**Exercise aim**
Edit the records so that every "sample" reads "example", with nothing else changed.

Records on where objects are located
^^^^
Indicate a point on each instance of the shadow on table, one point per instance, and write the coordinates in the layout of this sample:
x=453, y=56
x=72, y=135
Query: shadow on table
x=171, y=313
^^^^
**Exercise result**
Indicate a point on each instance of the shadow on table, one point per instance, and write the coordinates in the layout of this example:
x=453, y=56
x=72, y=135
Query: shadow on table
x=171, y=313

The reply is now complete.